---- Texto para ler
Rubens A R Bordini – março, 2014
O
ser humano é essencialmente irrequieto! Ele precisa se movimentar de um lado para
o outro, mas onde? Ora, no lugar onde vive, ou seja, na superfície deste nosso
planeta. Essa superfície presta-se naturalmente à nossa locomoção, ou em terra
firme ou sobre água, o que o homem aprendeu há muito tempo. Havia, porem um
outro meio que se prestava à locomoção e que restava ser conquistado: A
atmosfera. E muitos e muitos e muitos milênios depois que o homem começou a
caminhar ereto, o meio aéreo foi afinal usado para a locomoção; surgiram as
máquinas voadoras, que agora andam por aí aos milhares.
A
penetração de uma dessas máquinas na atmosfera apresentava alguns problemas,
sendo um deles a orientação. Era preciso saber para onde se ia, sob o risco de
perder-se. No começo os aviões só tinham dois instrumentos de navegação ou
orientação no ar: A antiga bússola magnética, supostamente inventada pelos
chineses há milênios, e o olho do aviador ou navegador. Era preciso enxergar o
solo e identificar pontos de referência para orientar-se satisfatoriamente.
Talvez alguém ainda se lembre do tempo em que a gente fazia um voo rasante
sobre uma estação ferroviária, para ler no telhado da mesma o nome da
localidade, que alguém, generosa e prudentemente, pintara em letras garrafais.
Era uma confirmação indiscutível que a gente estava, ou na rota, ou perdido!
Outro
exemplo de navegação aero-ferrodrômica: Quando a VARIG começou a voar para
Montevideo, havia uma linha ferroviária ligando Rio Branco (fronteira com
Jaguarão, no RS) à capital uruguaia. Com mau tempo, a gente voava rasante sobre
a linha do trem, chegando a Montevideo razoavelmente bem orientado. Acontece
que a FAB (Força Aérea Brasileira) também voava para Montevideo e usava a
mesma linha férrea como instrumento de orientação. Havia portanto o perigo de
colisão entre os aviões da FAB e da VARIG, nos dias de má visibilidade. Foi
preciso então haver um acerto entre VARIG e FAB para que os respectivos pilotos
voassem sempre com os trilhos do trem à sua esquerda, evitando assim o risco da
colisão!
--------
--- O que fazer ---
No texto sobre a orientação dos primeiros aviões, quais eram os dois instrumentos de navegação que os aviões tinham no começo?
---- Material fornecido
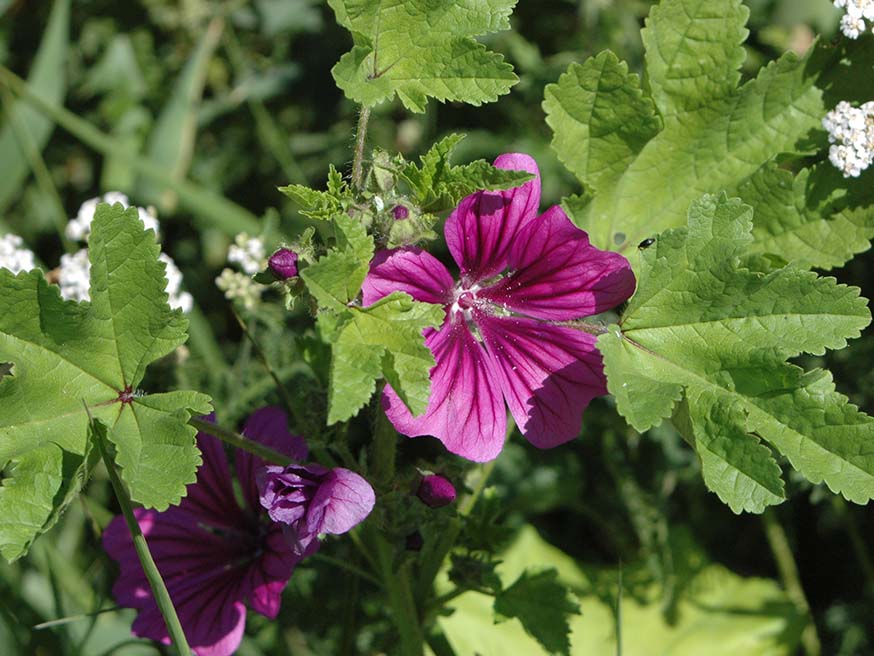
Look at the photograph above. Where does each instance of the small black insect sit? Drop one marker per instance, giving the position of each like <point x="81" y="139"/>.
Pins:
<point x="646" y="243"/>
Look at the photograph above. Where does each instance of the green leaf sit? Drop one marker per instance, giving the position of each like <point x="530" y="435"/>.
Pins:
<point x="705" y="326"/>
<point x="719" y="613"/>
<point x="322" y="205"/>
<point x="437" y="185"/>
<point x="381" y="340"/>
<point x="337" y="277"/>
<point x="694" y="51"/>
<point x="420" y="49"/>
<point x="716" y="134"/>
<point x="600" y="119"/>
<point x="814" y="219"/>
<point x="542" y="604"/>
<point x="64" y="354"/>
<point x="47" y="79"/>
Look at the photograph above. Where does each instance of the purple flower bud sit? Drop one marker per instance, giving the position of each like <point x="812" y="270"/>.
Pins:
<point x="414" y="542"/>
<point x="436" y="491"/>
<point x="283" y="263"/>
<point x="311" y="499"/>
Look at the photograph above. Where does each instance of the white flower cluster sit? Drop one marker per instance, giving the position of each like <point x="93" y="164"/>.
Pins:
<point x="79" y="228"/>
<point x="14" y="256"/>
<point x="858" y="11"/>
<point x="75" y="270"/>
<point x="249" y="253"/>
<point x="851" y="133"/>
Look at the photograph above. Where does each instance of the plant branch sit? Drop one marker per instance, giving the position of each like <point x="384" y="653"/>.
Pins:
<point x="788" y="569"/>
<point x="360" y="140"/>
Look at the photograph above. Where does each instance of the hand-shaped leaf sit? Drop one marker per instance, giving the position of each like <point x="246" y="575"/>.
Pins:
<point x="64" y="354"/>
<point x="708" y="328"/>
<point x="422" y="48"/>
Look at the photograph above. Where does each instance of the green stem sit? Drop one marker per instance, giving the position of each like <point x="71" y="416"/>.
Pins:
<point x="397" y="584"/>
<point x="237" y="440"/>
<point x="342" y="564"/>
<point x="153" y="576"/>
<point x="360" y="140"/>
<point x="224" y="214"/>
<point x="788" y="569"/>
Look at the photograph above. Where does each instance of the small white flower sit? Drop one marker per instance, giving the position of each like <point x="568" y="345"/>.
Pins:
<point x="851" y="133"/>
<point x="178" y="298"/>
<point x="14" y="256"/>
<point x="74" y="276"/>
<point x="239" y="287"/>
<point x="857" y="12"/>
<point x="79" y="228"/>
<point x="249" y="253"/>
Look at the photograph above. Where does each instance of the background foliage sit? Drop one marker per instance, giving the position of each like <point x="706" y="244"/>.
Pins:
<point x="195" y="101"/>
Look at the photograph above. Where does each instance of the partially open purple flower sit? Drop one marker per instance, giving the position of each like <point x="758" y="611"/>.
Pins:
<point x="283" y="263"/>
<point x="500" y="341"/>
<point x="436" y="491"/>
<point x="214" y="556"/>
<point x="311" y="499"/>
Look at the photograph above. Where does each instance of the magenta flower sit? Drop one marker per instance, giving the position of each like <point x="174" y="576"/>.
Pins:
<point x="520" y="273"/>
<point x="311" y="499"/>
<point x="214" y="556"/>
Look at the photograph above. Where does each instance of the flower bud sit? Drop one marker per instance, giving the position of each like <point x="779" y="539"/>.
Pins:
<point x="283" y="263"/>
<point x="436" y="491"/>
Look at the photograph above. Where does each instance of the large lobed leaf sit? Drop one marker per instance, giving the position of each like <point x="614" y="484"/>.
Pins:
<point x="420" y="49"/>
<point x="706" y="338"/>
<point x="66" y="354"/>
<point x="716" y="135"/>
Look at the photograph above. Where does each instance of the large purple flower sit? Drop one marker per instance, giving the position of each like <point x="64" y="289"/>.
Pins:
<point x="311" y="499"/>
<point x="214" y="555"/>
<point x="520" y="273"/>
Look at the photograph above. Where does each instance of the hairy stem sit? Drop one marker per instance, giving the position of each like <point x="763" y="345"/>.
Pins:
<point x="360" y="140"/>
<point x="153" y="576"/>
<point x="788" y="569"/>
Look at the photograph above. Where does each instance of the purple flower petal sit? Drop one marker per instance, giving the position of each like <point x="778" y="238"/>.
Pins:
<point x="558" y="275"/>
<point x="344" y="499"/>
<point x="465" y="411"/>
<point x="483" y="227"/>
<point x="410" y="270"/>
<point x="269" y="426"/>
<point x="548" y="375"/>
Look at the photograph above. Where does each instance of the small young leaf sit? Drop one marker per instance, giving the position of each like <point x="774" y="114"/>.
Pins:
<point x="437" y="185"/>
<point x="703" y="324"/>
<point x="421" y="48"/>
<point x="65" y="354"/>
<point x="814" y="219"/>
<point x="542" y="604"/>
<point x="382" y="340"/>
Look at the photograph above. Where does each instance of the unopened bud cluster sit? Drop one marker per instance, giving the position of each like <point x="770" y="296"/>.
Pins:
<point x="858" y="18"/>
<point x="851" y="133"/>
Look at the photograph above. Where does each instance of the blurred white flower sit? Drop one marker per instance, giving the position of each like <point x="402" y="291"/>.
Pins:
<point x="79" y="228"/>
<point x="851" y="133"/>
<point x="178" y="298"/>
<point x="14" y="256"/>
<point x="249" y="253"/>
<point x="857" y="12"/>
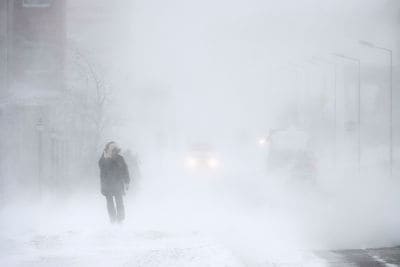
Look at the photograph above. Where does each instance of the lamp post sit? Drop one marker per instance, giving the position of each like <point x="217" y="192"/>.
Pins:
<point x="390" y="52"/>
<point x="358" y="62"/>
<point x="333" y="64"/>
<point x="40" y="128"/>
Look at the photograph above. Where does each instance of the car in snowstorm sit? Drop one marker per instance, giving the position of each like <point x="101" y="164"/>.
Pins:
<point x="289" y="152"/>
<point x="202" y="157"/>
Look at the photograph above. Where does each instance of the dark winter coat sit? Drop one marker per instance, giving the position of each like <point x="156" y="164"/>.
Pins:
<point x="113" y="175"/>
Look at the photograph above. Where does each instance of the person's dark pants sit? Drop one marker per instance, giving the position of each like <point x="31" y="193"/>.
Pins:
<point x="116" y="211"/>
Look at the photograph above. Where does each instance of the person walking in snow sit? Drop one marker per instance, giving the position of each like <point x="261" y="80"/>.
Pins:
<point x="114" y="180"/>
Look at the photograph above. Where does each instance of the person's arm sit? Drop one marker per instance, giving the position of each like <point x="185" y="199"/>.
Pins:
<point x="125" y="172"/>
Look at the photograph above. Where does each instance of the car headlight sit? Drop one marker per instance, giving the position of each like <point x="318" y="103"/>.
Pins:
<point x="212" y="163"/>
<point x="191" y="162"/>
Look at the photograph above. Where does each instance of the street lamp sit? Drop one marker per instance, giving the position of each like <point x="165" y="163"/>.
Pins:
<point x="390" y="52"/>
<point x="358" y="62"/>
<point x="327" y="62"/>
<point x="40" y="129"/>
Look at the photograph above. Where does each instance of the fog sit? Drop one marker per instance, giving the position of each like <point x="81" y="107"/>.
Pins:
<point x="255" y="132"/>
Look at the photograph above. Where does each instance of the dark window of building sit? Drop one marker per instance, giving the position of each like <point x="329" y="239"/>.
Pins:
<point x="37" y="3"/>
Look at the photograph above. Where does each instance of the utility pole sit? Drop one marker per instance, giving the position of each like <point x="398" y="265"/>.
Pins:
<point x="358" y="62"/>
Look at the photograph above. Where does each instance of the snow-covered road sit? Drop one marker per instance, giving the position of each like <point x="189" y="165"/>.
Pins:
--------
--- Resposta ---
A bússola magnética e o olho do aviador ou navegador.